- **What you need to do**
In the account of a screenwriter's meeting with John Frankenheimer, why did the narrator and Gary Foster look for a director with a particular kind of flair? Answer in one to three sentences.

### Extract ###

What’s wrong with this picture? I was an unproduced screenwriter standing at the threshold to my antique, valley domicile. It was my tiny, first-timer bungalow measuring barely eleven hundred square feet. Across from me, standing on my front stoop, was none other than movie director, John Frankenheimer. You don’t know his name? Maybe you’ve heard of some of his movies. The Birdman of Alcatraz, The Manchurian Candidate, Black Sunday to name just a few. At almost six foot four, the directing great filled the frame of my front door. I couldn’t help but ask myself, “What the hell is he doing here?”

But maybe I should add little context first. Rewind six or seven months. My friend and producer (not-to-mention the War Department’s former boss), Gary Foster (Sleepless in Seattle, Ghostrider), and I had developed a kick-ass thriller written by a veteran TV scribe. We’d sold it to the studio as a pitch, developed draft upon draft of the thriller until it was so tight it squeaked, and now we were in the enviable position of the studio showing enough spark in the project to ask us to bring them a suitable director. If we found one they liked, they would make an offer. A tell-tale precursor to a green light.

Once the net had been cast for a director, the agencies kicked into gear, offering up their clients in the usual, shotgun-any-of-them-against-the-wall-and-see-if-they-stick routine. Since the film was to take place in Europe and the Middle East, we looked for somebody with that kind of flair. As we sorted through our options, Gary fielded a call from an agent who wanted us to consider his iconic client.

“What do you think of John Frankenheimer?” Gary asked me.

My mind instantly replayed scenes from his classic films. I was especially a big fan of Black Sunday, recalling a high school rainy day where I played hooky and parked myself in a movie multiplex for back to back to back showings.

“I love him,” I blurted. After the two of us babbled about him for awhile like a pair of college movie geeks, I asked, “So is he still making movies?”

“TV films,” said Gary, flat and not impressed. Not that fine work wasn’t being performed in the made for television world of cinema. But even I knew the platform was primarily the land of the C-listers. Former movie directors who couldn’t get arrested in features and TV helmers looking to bridge their way into the theatrical market.

“The great John Frankenheimer directing TV movies?” I said sadly. “That’s just wrong.”

### Data section ###

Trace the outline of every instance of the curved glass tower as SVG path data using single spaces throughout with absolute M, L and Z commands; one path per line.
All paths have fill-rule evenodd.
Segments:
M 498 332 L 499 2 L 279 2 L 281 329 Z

###

- **Exercise result**
They wanted a director with a flair for Europe and the Middle East because the film was to take place there.